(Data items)
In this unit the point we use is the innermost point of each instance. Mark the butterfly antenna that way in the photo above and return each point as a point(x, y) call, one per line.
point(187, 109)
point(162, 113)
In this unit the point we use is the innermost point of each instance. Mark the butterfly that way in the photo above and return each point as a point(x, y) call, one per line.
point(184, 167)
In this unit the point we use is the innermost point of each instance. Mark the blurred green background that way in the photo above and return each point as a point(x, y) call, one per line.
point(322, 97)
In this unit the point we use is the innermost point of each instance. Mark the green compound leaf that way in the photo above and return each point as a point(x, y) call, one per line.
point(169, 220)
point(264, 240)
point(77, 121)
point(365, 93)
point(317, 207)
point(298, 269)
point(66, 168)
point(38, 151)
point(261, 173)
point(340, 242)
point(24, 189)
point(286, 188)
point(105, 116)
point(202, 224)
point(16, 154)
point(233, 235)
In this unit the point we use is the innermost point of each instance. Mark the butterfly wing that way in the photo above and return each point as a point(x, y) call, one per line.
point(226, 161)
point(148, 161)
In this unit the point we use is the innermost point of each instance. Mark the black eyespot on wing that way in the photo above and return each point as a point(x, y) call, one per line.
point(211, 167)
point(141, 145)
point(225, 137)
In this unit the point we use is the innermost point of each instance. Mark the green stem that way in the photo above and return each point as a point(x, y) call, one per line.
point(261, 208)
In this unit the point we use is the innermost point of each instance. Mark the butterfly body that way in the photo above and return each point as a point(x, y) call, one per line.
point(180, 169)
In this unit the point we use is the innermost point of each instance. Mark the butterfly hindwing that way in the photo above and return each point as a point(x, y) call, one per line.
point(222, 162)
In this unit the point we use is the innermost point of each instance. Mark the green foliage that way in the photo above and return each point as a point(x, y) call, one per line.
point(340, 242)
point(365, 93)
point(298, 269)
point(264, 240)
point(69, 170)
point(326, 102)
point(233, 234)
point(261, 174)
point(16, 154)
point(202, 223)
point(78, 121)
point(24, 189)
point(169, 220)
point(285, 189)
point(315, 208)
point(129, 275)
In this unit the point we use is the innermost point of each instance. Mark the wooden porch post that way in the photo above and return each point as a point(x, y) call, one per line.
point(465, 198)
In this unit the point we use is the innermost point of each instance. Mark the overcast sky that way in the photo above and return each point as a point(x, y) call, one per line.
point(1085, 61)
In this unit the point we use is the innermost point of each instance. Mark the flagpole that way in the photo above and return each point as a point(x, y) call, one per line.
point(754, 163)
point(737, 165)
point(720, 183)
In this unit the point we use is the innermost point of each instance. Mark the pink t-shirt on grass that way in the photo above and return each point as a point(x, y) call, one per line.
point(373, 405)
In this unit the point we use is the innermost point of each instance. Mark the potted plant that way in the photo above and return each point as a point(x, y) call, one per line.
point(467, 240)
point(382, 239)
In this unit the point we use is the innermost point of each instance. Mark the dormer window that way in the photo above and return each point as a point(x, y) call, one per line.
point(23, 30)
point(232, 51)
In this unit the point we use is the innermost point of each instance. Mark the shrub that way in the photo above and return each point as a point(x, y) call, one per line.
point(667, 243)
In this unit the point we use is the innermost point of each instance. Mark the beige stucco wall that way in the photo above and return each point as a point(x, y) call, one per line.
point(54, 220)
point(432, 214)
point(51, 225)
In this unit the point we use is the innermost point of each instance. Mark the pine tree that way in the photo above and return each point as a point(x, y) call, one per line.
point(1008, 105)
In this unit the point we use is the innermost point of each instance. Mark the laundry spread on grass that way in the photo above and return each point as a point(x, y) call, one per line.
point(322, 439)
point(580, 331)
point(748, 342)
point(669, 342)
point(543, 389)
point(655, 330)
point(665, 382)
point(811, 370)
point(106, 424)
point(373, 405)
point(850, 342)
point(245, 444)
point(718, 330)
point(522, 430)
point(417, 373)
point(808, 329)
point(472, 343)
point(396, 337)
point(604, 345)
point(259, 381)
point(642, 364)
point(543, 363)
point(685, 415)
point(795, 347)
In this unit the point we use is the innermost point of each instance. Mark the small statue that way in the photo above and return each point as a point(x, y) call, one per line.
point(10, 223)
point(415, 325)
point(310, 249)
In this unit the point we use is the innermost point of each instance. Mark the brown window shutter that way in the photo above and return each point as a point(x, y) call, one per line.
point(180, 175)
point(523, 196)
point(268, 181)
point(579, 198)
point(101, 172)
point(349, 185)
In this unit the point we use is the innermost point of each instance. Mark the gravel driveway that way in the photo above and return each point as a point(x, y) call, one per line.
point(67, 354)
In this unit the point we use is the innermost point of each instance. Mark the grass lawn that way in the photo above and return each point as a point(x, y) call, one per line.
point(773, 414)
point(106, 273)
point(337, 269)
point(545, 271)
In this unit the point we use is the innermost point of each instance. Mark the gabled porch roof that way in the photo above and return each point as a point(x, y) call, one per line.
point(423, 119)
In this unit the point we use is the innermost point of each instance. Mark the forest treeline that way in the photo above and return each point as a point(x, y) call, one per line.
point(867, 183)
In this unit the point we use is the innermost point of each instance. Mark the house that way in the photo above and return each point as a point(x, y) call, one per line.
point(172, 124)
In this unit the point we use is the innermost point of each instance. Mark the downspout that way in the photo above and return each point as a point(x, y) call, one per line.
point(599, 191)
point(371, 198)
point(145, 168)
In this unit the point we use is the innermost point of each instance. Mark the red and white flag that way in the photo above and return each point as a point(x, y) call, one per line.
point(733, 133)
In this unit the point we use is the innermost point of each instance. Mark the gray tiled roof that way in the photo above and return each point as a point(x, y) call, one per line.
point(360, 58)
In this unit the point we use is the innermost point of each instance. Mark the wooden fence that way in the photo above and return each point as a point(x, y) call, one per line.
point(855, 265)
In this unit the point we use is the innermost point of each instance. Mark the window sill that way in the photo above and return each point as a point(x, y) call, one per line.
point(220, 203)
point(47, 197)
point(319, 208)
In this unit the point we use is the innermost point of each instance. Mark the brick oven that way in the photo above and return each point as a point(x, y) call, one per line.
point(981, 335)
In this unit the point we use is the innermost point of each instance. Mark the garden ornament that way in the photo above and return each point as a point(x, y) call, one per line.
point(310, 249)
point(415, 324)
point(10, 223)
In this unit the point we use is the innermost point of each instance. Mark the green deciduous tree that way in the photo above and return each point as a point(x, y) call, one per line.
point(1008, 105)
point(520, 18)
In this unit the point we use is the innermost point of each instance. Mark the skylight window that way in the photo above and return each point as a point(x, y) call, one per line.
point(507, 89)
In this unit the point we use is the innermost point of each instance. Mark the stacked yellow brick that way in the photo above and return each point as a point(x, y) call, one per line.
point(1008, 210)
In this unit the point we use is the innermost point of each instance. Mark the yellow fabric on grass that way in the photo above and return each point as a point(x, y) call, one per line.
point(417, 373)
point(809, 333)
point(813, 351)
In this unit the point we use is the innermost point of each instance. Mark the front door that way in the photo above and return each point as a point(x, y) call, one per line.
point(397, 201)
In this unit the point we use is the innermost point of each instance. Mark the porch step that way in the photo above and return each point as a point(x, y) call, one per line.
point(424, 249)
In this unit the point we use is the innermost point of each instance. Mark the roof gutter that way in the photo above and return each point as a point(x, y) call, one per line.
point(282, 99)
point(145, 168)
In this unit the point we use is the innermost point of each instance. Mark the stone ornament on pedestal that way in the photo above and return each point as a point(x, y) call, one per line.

__WHAT IS EXPECTED__. Reproduce every record, matching each line exactly.

__EXERCISE SOLUTION__.
In this unit the point we use is the innermost point of each instance. Mark the butterfly antenna that way in the photo above and return each point as a point(x, y) call, one per line.
point(187, 109)
point(162, 113)
In this unit the point we use is the innermost point of each instance. Mark the butterfly that way in the photo above and return each point as a point(x, y) call, one per line.
point(184, 167)
In this unit the point we use is the innermost point of each instance. Mark the blurred green background that way in the photo above and return each point as a point(x, y) call, one per line.
point(322, 97)
In this unit the point we use is the innermost point of each instance. Mark the green compound leaf that way in the photo above and return each point as a point(x, y) call, one per line.
point(169, 220)
point(264, 240)
point(77, 121)
point(365, 93)
point(317, 207)
point(298, 269)
point(66, 168)
point(38, 151)
point(261, 173)
point(340, 242)
point(24, 189)
point(286, 188)
point(105, 116)
point(202, 224)
point(16, 154)
point(233, 235)
In this unit the point we use is the innermost point of each instance. Mark the butterfly wing that way in the photo above and return each point as a point(x, y) call, one per line.
point(226, 161)
point(148, 161)
In this unit the point we use is the innermost point of each instance. Mark the black eyespot on wing that way in the photo above and return each point as a point(x, y) call, one per line.
point(211, 167)
point(141, 145)
point(225, 137)
In this unit the point we use is the innermost point of each instance. Mark the green stem that way in the photo above and return each point as a point(x, y) call, one per line.
point(261, 208)
In this unit the point we use is the innermost point of each instance. Mark the butterfly body that way in the photo above and return each point as a point(x, y) call, one per line.
point(180, 169)
In this unit the point we use is the innermost point of each instance. Mark the butterfly hindwing that way in the photo above and return each point as a point(x, y) call, one per line.
point(222, 162)
In this unit the point we use is the innermost point of each instance. Mark the green foliage that way in the photo above and return each point as a point(x, y) call, one per line.
point(340, 242)
point(365, 93)
point(298, 269)
point(264, 240)
point(69, 170)
point(326, 102)
point(233, 234)
point(261, 174)
point(16, 154)
point(202, 223)
point(78, 121)
point(24, 189)
point(169, 220)
point(285, 189)
point(315, 208)
point(129, 275)
In this unit the point we use is the innermost point of each instance. Mark the wooden porch post that way in the photo above and return each point as a point(x, y) call, one per line.
point(465, 198)
In this unit the point we use is the innermost point of each instance. Mark the overcast sky that way in the photo above and return each point as a point(x, y) call, one per line.
point(1085, 61)
In this unit the point we use is the innermost point of each instance. Mark the flagpole that way in the photo above and return each point as a point(x, y) call, one per line.
point(754, 163)
point(737, 165)
point(720, 183)
In this unit the point we use is the innermost point of each instance. Mark the pink t-shirt on grass that way in the photo above and return each point as a point(x, y) call, one per line.
point(373, 405)
In this unit the point we use is the innermost point of each instance. Mark the potted plant that way in the photo above and return each point as a point(x, y) call, one per line.
point(467, 240)
point(382, 239)
In this unit the point we use is the innermost point of each instance. Mark the dormer window that way in the photo above and return each point as a point(x, y) call, one per line.
point(23, 30)
point(232, 51)
In this unit the point we use is the innermost point of each instance. Mark the shrub that way in the photo above and return each point as a point(x, y) call, one per line.
point(667, 243)
In this unit the point we use is the innermost point of each instance. Mark the beige stucco wall that way in the photo above and return each point as a point(x, y) call, one per line.
point(54, 220)
point(432, 214)
point(51, 225)
In this unit the point we use is the innermost point of each instance. Mark the pine tree that way in the photo above and return each point as a point(x, y) call, one per line.
point(1008, 105)
In this unit the point we use is the innermost point of each instance. Mark the laundry spread on grass that way in the photo above and return each point as a point(x, y) call, one per line.
point(322, 439)
point(580, 331)
point(748, 342)
point(669, 342)
point(543, 389)
point(655, 330)
point(665, 382)
point(811, 370)
point(106, 424)
point(373, 405)
point(850, 342)
point(245, 444)
point(718, 330)
point(522, 430)
point(417, 373)
point(808, 329)
point(472, 343)
point(396, 337)
point(604, 345)
point(259, 381)
point(642, 364)
point(543, 363)
point(685, 415)
point(795, 347)
In this unit the point we use is the innermost point of each instance. Mark the small statue that way in the photo above and return each point as a point(x, y) call, one per line.
point(10, 223)
point(415, 325)
point(310, 249)
In this unit the point we use is the innermost point of each instance. Mark the brown window shutter that way in the photo above and return each point as a point(x, y) call, one per line.
point(180, 175)
point(523, 196)
point(268, 181)
point(579, 198)
point(101, 172)
point(349, 185)
In this unit the point we use is the innermost point of each instance. Mark the gravel driveway that way in the photo above and return each point as a point(x, y) call, one per line.
point(67, 354)
In this unit the point we use is the innermost point of each instance. Mark the grass lawn that way in the photo above and return each point as a point(x, y) call, one per line.
point(773, 414)
point(106, 273)
point(337, 269)
point(545, 271)
In this unit the point we use is the innermost point of each instance. Mark the gabled porch roof that way in the photo above and return each point as a point(x, y) call, one per line.
point(423, 119)
In this unit the point we use is the innermost point of each instance. Mark the forest treeline that way in the photo above and return each point as a point(x, y) call, one per line.
point(867, 183)
In this unit the point we use is the innermost point of each instance. Mark the house that way in the photo above and return each point as a point(x, y) call, one per line.
point(172, 124)
In this unit the point we use is the innermost point of each instance. Mark the downspout that way in the photo above and return each point as a point(x, y) call, one per line.
point(599, 191)
point(371, 198)
point(145, 168)
In this unit the point we use is the innermost point of each instance. Mark the red and white flag that way in the photo above and return each point as a point(x, y) call, one per line.
point(733, 133)
In this unit the point we use is the innermost point of each instance. Mark the gray tiled roof that way in the photo above and return each point as a point(x, y) call, one per line.
point(360, 58)
In this unit the point we use is the innermost point of each instance. Mark the wooden fence that way in the photo above and return each point as a point(x, y) call, one per line.
point(855, 265)
In this unit the point we use is the innermost point of each instance. Mark the window sill that way in the photo above and return each point as a point(x, y) call, one per line.
point(220, 203)
point(47, 197)
point(319, 208)
In this unit the point we use is the innermost point of each instance. Mark the brick oven that way in the photo above and return each point as a point(x, y) call, one per line.
point(981, 335)
In this unit the point we use is the innermost point of each instance. Mark the garden ornament that way in the photo above and return each point as a point(x, y) call, one per line.
point(310, 249)
point(415, 324)
point(10, 223)
In this unit the point we use is the innermost point of each instance. Mark the green deciduous tree that way in the photo above and return each point as a point(x, y) call, one per line.
point(1008, 105)
point(520, 18)
In this unit the point we use is the innermost point of each instance. Mark the skylight window that way in the photo above and return each point as a point(x, y) call, one per line.
point(507, 89)
In this unit the point we use is the innermost point of each instance. Mark the stacked yellow brick that way in the photo above and return each point as a point(x, y) call, one per line.
point(1008, 210)
In this unit the point we use is the innermost point of each instance. Mark the yellow fabric on grass that way in the photo above and return each point as a point(x, y) call, one per line.
point(417, 373)
point(809, 333)
point(813, 351)
In this unit the point we use is the innermost point of each instance. Mark the front door that way in the photo above and return each point as a point(x, y) call, one per line.
point(397, 201)
In this unit the point we use is the innermost point of each instance. Mark the porch step that way in the photo above and return each point as a point(x, y) call, one per line.
point(424, 249)
In this unit the point we use is the innermost point of each instance. Mark the roof gutter that way in the photo above and return each point as a point(x, y) call, one per line.
point(282, 99)
point(145, 168)
In this unit the point we use is the innermost point of each instance. Mark the stone ornament on pedestal that way in the photo above and return each point as a point(x, y) call, one per line.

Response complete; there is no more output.